*Provided passage*.

The final report of the study which has a broader perspective and considers several additional existing mechanisms has been carried out by Jean-François Rioux, Professor of conflict studies at Saint Paul University, Ottawa, Canada, and Marco Sassòli, Professor of public international law at the Université du Québec à Montréal, Canada, with the support of assistants.



Paper 1: The ICRC as a mechanism to solve issues on people unaccounted for

 

Paper 1: The ICRC as a mechanism to solve issues on people unaccounted for 
 

If International Humanitarian Law (IHL) were respected, few persons, mainly soldiers, would be victims of conflict-related disappearances.

The ICRC contributes through its traditional activities to the respect of IHL. This prevents disappearances. Some of those activities could be systematized and some specifically disappearance-related activities could be added, such as:

 
 
 
  • The ICRC should put more emphasis on the rules aimed at reducing disappearances in its dialogue with relevant authorities and leaders, and encourage them to take appropriate measures.

  • The ICRC should systematically collect certain information including - where appropriate - witness reports on death before or after arrest, personal data on beneficiaries of ICRC assistance and information on recipients and senders of Red Cross messages.

*Given task*.
Reproduce the ICRC paper between "The ICRC contributes" and "Red Cross messages.", inclusive, changing "dialogue" to "consultations".

*Extracted data*.

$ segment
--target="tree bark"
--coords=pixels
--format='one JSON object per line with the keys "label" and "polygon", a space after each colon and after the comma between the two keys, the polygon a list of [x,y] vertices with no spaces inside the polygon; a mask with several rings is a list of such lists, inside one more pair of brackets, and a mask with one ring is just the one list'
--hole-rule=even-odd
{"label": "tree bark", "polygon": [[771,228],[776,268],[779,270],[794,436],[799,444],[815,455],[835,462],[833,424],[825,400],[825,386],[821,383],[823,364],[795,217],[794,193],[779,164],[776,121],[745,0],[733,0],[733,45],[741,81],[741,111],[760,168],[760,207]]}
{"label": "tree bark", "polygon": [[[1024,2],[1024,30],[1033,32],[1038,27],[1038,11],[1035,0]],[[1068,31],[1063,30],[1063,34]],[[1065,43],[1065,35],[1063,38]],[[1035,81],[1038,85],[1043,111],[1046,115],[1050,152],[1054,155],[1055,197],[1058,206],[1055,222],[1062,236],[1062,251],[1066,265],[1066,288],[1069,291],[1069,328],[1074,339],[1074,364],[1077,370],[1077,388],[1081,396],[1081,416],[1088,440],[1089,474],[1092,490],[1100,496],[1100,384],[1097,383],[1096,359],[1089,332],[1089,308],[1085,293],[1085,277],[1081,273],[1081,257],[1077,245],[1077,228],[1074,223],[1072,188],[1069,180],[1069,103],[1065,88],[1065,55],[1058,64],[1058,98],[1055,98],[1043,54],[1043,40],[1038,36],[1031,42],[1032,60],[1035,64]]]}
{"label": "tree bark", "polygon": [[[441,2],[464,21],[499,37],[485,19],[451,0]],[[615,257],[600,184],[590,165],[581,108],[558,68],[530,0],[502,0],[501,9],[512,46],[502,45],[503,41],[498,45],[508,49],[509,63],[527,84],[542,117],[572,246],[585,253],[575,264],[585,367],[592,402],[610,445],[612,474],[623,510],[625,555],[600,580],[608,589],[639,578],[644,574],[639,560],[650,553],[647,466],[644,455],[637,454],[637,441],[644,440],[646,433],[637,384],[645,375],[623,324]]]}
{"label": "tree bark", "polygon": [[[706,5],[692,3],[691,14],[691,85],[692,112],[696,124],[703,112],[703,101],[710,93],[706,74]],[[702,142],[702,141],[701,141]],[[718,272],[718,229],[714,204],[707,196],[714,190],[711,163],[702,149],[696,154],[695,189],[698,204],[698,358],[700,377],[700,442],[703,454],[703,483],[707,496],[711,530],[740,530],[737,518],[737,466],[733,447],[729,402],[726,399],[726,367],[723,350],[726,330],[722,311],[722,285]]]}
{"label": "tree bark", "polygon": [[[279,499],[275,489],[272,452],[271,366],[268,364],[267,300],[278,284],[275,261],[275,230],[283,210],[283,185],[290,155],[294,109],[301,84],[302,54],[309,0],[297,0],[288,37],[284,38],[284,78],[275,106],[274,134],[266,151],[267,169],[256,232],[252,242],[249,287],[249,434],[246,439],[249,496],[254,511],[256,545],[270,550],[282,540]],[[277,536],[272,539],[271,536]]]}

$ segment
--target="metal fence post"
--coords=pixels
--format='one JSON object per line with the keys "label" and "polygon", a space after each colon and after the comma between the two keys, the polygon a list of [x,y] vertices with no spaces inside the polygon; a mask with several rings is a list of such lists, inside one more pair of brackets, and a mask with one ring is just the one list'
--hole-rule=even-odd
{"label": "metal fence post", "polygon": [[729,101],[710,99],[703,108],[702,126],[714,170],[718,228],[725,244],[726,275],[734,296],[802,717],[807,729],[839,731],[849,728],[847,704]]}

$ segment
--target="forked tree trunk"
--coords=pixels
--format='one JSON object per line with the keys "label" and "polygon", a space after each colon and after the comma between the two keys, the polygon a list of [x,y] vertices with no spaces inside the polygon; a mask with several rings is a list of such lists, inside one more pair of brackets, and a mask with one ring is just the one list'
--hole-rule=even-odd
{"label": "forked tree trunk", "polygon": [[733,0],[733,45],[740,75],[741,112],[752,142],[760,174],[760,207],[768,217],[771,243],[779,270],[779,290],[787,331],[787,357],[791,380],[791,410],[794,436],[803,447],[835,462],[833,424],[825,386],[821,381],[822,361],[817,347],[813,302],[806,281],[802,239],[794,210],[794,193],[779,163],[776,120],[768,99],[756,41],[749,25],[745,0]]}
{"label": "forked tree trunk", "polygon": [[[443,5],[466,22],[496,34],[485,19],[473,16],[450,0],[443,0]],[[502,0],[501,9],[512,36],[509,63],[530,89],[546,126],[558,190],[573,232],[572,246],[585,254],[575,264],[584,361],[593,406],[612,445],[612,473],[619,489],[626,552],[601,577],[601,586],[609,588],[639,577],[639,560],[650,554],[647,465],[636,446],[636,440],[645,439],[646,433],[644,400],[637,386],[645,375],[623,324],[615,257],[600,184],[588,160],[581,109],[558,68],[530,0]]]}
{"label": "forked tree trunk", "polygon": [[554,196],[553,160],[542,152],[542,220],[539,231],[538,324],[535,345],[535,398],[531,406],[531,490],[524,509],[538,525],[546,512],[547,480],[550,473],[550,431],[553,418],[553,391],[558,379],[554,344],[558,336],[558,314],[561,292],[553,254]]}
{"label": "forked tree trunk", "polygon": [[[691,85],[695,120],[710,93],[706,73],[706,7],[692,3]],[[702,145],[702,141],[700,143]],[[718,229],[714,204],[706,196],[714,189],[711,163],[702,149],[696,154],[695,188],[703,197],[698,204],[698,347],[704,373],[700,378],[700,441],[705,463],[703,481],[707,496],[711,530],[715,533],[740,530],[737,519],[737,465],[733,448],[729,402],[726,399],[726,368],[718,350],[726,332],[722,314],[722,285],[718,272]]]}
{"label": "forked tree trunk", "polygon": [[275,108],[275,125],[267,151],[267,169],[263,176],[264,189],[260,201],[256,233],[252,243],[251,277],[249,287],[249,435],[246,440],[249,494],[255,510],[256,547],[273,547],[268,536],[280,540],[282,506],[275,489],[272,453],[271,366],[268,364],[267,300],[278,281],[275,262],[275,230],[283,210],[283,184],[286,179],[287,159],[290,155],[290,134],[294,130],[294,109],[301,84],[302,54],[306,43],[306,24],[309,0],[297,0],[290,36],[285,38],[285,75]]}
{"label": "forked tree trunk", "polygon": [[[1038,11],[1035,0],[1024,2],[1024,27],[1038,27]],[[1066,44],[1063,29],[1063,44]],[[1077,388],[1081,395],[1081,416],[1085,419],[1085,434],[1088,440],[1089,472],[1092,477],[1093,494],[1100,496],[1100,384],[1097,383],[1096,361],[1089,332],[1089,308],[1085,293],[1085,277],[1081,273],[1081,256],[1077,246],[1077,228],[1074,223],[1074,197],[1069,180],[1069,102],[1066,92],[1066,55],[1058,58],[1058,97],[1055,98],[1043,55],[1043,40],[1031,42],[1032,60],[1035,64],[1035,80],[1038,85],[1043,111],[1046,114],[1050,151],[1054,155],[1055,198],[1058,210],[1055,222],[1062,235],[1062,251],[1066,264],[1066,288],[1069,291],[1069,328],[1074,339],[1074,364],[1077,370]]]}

*Answer below*.
The ICRC contributes through its traditional activities to the respect of IHL. This prevents disappearances. Some of those activities could be systematized and some specifically disappearance-related activities could be added, such as:

 
 
 
  • The ICRC should put more emphasis on the rules aimed at reducing disappearances in its consultations with relevant authorities and leaders, and encourage them to take appropriate measures.

  • The ICRC should systematically collect certain information including - where appropriate - witness reports on death before or after arrest, personal data on beneficiaries of ICRC assistance and information on recipients and senders of Red Cross messages.